Exercise description — Lines to restate from the data below: from the one containing "box: [721, 457, 2048, 1130]" to the one containing "461L715 466L1054 496L1231", both included. Give them again exactly, and only them.

BEGIN Provided records

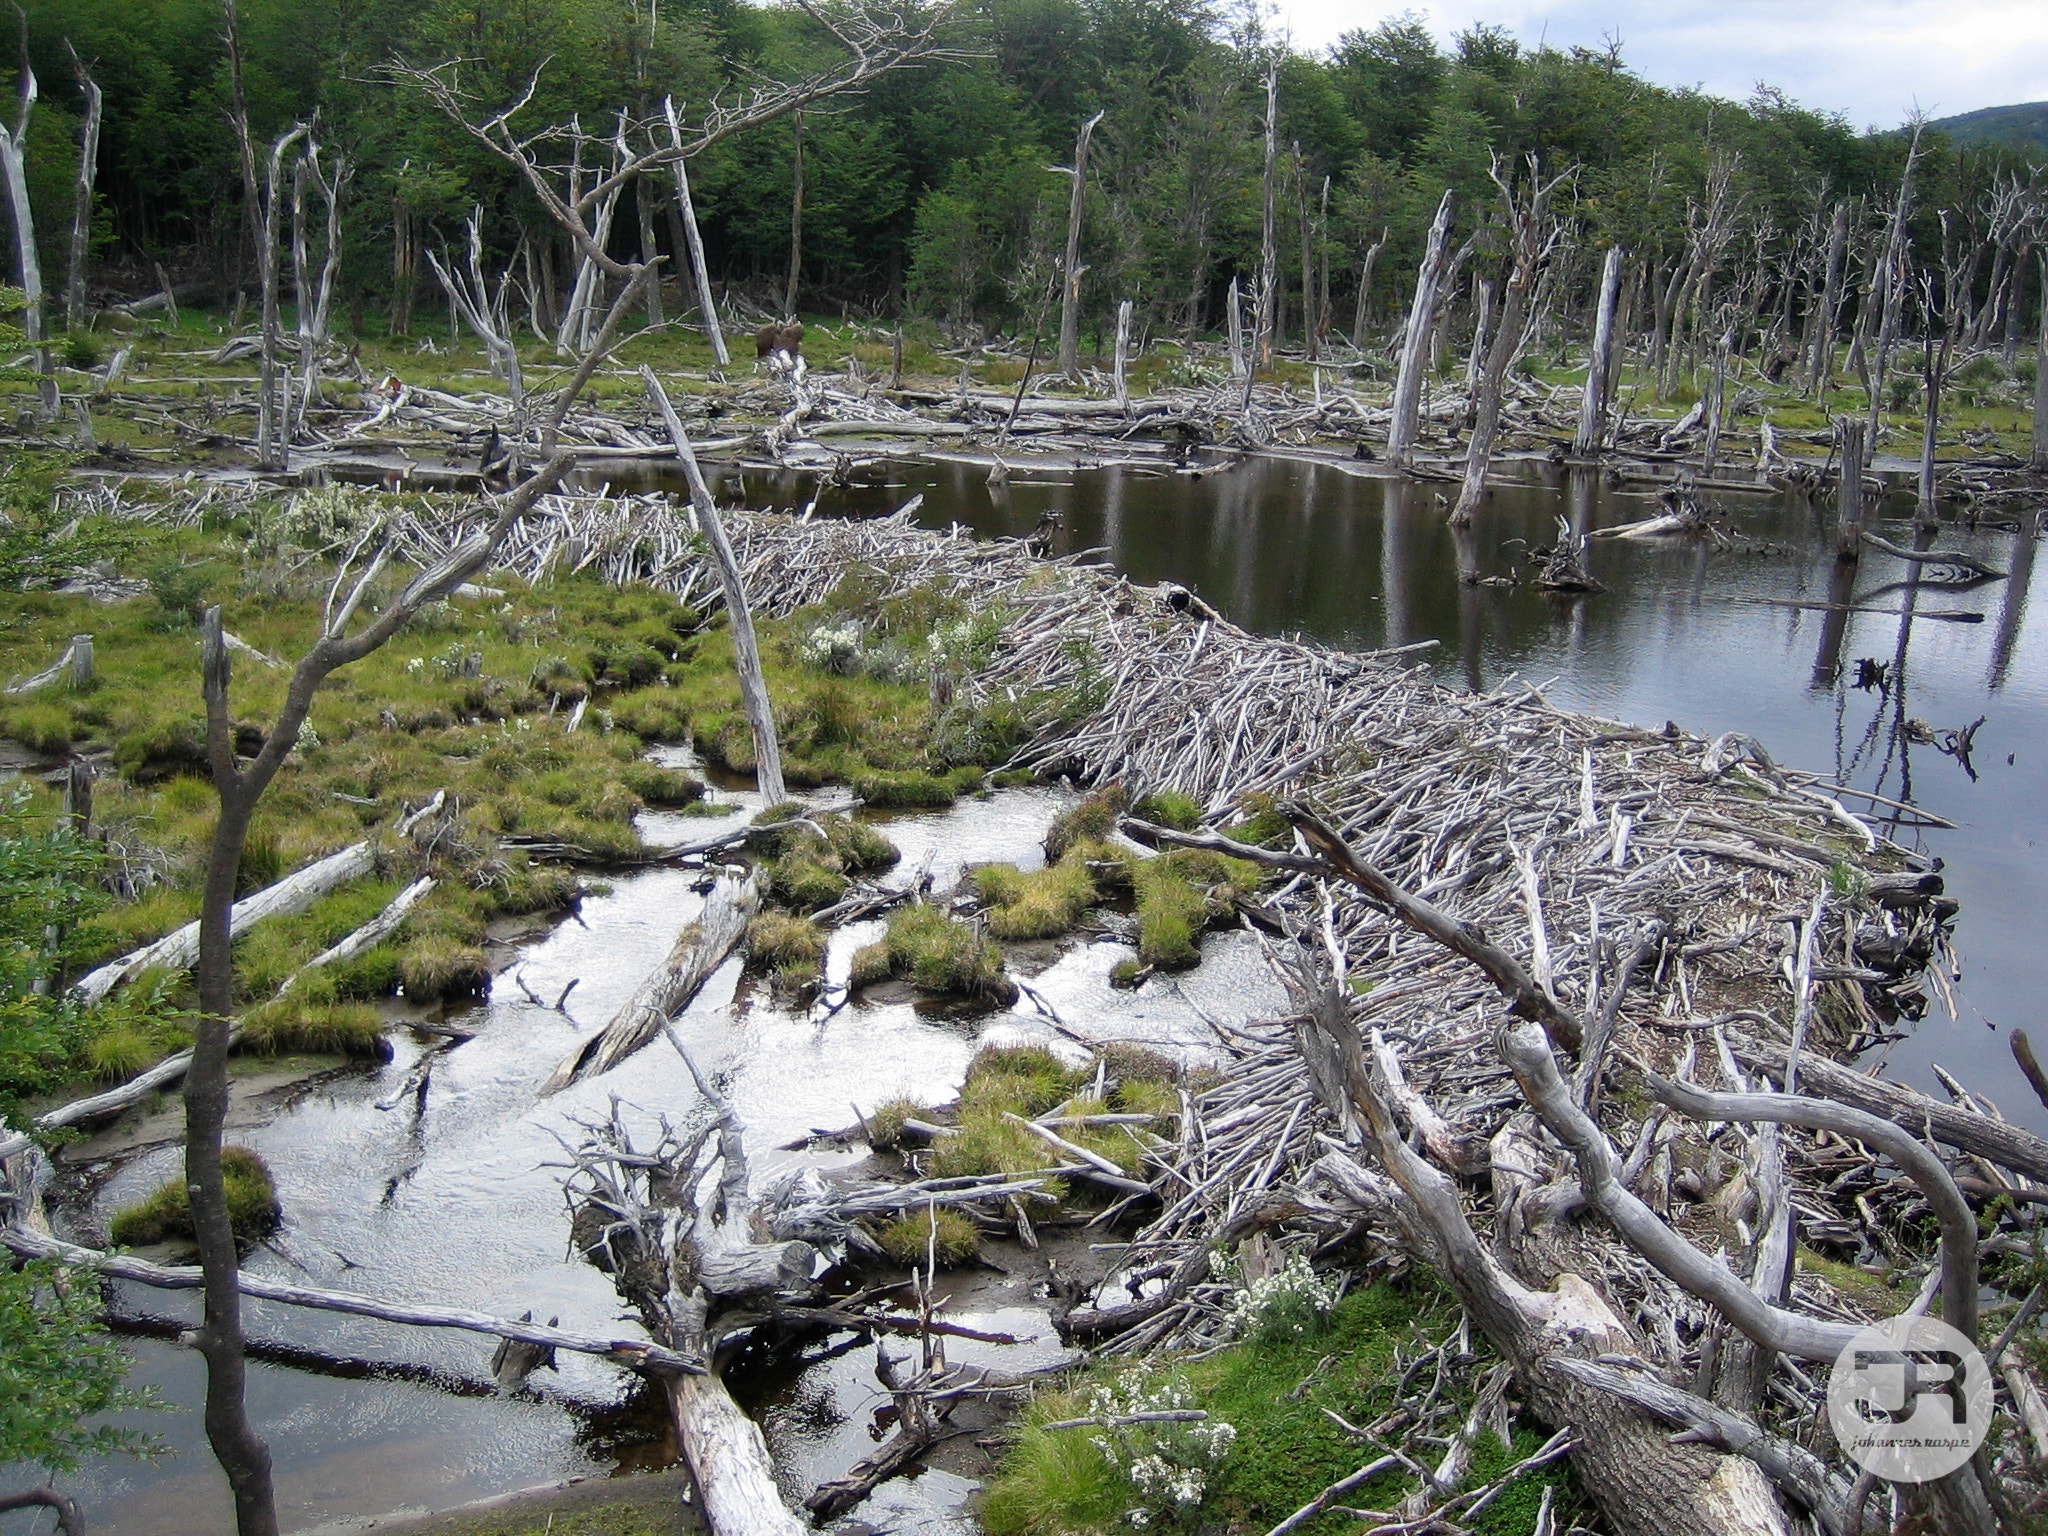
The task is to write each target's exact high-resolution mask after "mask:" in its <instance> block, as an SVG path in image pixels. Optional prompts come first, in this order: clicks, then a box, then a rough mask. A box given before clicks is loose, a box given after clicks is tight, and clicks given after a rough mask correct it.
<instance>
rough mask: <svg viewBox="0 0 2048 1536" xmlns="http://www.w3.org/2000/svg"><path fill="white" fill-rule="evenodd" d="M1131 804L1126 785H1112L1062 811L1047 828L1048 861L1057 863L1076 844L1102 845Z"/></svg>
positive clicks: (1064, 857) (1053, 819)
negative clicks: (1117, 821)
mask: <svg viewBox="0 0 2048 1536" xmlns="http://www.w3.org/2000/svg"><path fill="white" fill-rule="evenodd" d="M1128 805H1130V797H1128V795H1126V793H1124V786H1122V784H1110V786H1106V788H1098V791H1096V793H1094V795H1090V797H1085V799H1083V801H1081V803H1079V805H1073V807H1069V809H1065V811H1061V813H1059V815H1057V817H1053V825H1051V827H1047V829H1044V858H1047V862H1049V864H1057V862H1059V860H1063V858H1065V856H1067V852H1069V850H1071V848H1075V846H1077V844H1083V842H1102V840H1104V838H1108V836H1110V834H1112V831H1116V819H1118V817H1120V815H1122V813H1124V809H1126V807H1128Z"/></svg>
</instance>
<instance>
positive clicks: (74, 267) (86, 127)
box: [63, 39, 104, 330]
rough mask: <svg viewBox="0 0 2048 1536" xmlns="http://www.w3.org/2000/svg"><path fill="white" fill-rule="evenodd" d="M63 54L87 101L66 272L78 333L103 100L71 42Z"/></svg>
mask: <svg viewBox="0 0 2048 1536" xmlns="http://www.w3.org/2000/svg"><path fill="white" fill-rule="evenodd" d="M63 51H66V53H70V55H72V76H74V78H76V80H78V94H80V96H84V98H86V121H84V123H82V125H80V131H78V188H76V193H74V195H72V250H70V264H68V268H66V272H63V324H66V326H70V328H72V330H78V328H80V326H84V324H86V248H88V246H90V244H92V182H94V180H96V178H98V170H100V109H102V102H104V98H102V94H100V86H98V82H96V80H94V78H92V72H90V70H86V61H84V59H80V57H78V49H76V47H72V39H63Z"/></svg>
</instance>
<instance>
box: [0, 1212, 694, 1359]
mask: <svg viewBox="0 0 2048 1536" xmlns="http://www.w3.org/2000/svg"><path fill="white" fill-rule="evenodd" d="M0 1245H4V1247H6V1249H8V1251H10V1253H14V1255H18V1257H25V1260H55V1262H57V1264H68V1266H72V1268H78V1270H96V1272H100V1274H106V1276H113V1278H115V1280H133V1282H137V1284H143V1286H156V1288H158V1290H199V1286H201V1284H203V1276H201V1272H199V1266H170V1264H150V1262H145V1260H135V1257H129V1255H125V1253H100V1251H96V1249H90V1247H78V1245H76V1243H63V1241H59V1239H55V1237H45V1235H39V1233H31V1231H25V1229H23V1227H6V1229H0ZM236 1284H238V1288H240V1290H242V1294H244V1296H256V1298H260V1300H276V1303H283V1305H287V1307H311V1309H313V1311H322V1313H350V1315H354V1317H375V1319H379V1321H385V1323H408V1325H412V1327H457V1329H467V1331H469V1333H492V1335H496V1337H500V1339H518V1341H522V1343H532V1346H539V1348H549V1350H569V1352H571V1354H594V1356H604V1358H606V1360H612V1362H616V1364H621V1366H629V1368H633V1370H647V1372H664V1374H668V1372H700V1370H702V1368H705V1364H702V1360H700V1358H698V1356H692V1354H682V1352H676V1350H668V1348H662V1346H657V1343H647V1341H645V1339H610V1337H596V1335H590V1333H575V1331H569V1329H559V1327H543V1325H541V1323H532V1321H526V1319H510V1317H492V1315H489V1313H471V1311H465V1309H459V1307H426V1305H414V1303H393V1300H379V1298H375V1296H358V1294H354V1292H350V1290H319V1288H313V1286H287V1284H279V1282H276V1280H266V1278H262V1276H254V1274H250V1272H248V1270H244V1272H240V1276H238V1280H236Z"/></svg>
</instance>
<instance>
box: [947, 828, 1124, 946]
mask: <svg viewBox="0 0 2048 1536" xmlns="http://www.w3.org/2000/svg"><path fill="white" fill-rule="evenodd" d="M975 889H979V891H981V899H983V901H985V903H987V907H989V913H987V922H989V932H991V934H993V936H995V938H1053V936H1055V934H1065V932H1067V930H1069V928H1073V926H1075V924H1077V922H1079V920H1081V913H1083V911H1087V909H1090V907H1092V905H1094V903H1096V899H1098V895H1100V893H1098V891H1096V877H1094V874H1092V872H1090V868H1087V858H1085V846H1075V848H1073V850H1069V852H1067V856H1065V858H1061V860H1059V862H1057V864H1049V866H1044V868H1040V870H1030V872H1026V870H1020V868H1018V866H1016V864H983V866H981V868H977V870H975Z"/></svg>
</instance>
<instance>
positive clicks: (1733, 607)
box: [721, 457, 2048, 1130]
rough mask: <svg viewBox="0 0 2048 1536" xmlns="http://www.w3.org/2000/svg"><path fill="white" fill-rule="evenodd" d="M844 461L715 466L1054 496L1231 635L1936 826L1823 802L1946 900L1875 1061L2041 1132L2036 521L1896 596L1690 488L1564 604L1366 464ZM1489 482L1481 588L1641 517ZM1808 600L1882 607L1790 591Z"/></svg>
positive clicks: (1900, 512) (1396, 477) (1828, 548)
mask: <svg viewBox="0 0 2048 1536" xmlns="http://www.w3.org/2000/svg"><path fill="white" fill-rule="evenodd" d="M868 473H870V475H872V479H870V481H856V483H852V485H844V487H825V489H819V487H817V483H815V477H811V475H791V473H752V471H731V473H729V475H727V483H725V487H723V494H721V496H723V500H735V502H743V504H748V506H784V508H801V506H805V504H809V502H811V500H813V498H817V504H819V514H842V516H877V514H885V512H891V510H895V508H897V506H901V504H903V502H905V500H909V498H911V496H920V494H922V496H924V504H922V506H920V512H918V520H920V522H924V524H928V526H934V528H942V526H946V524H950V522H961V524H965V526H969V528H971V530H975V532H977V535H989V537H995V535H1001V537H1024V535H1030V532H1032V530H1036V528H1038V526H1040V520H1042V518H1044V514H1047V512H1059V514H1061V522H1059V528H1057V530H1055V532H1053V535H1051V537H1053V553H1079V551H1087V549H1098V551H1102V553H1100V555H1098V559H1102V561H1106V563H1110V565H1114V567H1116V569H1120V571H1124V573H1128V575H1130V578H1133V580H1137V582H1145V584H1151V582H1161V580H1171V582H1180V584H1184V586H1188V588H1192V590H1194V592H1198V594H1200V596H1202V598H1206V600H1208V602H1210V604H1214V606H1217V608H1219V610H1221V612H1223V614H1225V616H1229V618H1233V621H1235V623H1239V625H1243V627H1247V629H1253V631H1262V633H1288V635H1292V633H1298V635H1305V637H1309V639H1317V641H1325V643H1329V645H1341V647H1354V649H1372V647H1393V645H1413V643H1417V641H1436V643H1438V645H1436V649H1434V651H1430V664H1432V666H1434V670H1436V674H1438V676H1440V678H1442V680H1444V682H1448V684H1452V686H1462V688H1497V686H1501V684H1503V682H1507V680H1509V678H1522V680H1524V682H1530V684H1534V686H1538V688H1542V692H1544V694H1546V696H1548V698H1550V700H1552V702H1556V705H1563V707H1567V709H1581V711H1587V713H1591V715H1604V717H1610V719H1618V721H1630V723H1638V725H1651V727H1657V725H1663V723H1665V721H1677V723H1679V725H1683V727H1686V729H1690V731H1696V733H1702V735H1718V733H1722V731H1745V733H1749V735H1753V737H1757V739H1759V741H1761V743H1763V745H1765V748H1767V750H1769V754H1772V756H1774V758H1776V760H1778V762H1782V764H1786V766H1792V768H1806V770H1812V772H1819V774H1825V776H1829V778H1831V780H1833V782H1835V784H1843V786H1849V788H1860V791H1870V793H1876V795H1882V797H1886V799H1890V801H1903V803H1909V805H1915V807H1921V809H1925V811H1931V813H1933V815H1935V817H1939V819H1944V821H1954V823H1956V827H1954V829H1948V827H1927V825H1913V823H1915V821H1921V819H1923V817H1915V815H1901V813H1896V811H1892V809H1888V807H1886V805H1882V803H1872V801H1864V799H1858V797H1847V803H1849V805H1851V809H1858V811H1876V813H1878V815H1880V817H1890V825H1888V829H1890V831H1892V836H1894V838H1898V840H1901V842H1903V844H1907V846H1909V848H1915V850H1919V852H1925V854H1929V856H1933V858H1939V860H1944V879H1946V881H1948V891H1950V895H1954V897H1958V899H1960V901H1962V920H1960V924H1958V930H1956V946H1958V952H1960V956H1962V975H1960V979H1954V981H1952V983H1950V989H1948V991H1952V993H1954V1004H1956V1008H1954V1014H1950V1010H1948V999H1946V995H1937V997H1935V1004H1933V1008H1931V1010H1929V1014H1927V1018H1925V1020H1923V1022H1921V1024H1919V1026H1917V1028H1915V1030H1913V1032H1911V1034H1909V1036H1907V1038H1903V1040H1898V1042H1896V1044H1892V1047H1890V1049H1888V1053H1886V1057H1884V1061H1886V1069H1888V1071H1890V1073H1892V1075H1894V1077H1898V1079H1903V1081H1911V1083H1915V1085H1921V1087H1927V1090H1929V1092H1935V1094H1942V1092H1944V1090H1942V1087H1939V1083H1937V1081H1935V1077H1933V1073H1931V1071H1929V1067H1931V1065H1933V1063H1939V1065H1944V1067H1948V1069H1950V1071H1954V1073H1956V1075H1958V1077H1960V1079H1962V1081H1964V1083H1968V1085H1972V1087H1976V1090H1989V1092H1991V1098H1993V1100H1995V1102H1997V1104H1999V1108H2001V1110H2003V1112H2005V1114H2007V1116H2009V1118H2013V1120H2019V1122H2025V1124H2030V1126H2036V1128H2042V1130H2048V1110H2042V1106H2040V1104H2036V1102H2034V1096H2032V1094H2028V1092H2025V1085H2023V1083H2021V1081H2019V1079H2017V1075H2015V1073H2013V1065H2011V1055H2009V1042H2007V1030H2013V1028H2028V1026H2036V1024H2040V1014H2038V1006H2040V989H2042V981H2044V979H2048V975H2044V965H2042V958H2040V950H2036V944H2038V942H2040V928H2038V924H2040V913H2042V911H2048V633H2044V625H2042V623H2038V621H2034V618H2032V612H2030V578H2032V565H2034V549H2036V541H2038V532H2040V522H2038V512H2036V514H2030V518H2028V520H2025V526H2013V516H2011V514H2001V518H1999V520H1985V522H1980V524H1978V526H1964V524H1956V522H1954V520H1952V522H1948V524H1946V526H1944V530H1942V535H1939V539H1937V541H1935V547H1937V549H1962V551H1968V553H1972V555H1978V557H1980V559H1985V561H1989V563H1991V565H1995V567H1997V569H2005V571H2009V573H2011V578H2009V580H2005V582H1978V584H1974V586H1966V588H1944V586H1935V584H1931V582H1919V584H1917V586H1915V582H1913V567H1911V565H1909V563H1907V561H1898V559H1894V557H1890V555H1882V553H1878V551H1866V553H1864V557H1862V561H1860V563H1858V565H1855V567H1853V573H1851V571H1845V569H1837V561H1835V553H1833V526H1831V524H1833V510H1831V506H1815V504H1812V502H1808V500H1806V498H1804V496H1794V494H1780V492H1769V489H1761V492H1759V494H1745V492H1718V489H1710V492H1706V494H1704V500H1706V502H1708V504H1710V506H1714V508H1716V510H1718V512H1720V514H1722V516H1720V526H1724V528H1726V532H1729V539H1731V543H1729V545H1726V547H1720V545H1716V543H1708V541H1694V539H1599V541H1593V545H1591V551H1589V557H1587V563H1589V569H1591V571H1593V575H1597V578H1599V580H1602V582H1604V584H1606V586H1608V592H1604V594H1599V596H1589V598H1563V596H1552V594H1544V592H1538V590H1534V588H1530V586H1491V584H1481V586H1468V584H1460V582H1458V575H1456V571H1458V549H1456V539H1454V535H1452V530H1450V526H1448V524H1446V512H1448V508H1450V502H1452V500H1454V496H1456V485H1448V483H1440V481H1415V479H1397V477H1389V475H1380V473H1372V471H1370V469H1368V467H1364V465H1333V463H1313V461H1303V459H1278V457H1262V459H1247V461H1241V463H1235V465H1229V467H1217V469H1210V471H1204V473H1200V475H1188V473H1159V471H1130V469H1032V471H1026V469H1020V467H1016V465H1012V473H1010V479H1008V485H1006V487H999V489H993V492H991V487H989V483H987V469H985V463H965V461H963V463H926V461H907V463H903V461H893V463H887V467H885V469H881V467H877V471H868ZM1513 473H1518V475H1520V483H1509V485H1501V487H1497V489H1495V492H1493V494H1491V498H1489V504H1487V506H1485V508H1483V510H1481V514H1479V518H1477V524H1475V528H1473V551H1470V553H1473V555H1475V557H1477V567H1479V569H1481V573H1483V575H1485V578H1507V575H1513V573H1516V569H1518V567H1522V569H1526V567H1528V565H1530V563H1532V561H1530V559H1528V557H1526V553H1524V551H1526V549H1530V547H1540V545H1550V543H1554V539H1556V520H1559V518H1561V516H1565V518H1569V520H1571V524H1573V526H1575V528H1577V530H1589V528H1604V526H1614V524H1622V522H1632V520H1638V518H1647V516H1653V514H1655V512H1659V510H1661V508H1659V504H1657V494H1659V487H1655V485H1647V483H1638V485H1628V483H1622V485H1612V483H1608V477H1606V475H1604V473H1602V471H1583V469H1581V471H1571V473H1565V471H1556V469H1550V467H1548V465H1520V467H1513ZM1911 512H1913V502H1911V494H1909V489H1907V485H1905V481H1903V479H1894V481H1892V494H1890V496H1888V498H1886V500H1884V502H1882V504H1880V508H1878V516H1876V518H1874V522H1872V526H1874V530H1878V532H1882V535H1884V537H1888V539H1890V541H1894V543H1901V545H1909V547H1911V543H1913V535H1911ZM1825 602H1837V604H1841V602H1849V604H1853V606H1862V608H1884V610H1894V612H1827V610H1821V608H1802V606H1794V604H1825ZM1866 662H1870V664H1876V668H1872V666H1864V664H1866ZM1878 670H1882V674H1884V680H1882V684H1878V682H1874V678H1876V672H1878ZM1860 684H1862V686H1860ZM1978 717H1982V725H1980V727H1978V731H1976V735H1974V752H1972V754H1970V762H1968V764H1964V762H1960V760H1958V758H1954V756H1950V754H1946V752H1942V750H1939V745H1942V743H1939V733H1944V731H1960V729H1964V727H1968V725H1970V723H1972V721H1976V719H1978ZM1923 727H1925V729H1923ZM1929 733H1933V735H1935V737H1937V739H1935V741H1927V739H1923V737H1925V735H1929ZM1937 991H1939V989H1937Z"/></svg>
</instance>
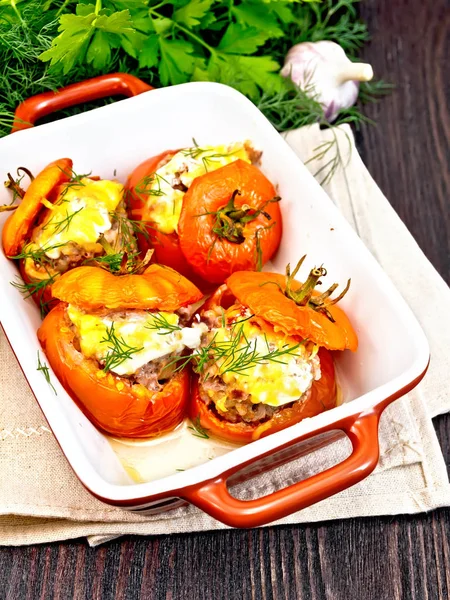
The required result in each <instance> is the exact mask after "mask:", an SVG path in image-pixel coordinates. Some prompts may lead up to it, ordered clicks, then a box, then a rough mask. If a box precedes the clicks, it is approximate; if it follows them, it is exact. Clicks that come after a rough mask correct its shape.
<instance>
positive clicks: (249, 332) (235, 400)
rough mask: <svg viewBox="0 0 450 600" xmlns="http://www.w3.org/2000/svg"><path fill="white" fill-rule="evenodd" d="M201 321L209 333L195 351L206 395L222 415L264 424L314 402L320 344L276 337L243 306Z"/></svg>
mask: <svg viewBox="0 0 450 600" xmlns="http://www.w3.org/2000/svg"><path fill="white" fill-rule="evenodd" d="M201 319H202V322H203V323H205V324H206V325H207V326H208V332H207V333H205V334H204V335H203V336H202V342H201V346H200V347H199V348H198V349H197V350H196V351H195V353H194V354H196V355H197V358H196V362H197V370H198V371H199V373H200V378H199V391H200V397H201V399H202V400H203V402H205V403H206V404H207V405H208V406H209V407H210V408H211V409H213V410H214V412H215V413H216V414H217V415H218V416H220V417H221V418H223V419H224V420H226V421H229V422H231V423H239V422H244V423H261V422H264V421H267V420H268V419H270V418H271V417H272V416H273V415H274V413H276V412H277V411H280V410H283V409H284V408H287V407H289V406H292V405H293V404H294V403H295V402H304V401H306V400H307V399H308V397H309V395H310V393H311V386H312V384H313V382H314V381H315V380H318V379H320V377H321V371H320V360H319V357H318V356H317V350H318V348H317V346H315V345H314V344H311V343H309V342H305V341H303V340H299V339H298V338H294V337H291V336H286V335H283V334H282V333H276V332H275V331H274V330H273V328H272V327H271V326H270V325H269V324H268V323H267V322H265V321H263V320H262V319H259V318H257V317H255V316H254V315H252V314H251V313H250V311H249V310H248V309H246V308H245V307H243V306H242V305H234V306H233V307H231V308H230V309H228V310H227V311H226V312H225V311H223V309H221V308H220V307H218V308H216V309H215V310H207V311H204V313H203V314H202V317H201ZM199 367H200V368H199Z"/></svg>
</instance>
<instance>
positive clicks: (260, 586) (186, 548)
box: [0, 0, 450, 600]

END Provided records

The completed task —
box: [721, 457, 2048, 1130]
rough mask: <svg viewBox="0 0 2048 1536" xmlns="http://www.w3.org/2000/svg"><path fill="white" fill-rule="evenodd" d="M844 461L715 466L1054 496L1231 635L1936 826L1823 802L1946 900L1875 1061L2041 1132L2036 521L1896 596L1690 488L1564 604L1366 464ZM1489 482L1481 588L1641 517ZM1808 600L1882 607L1790 591Z"/></svg>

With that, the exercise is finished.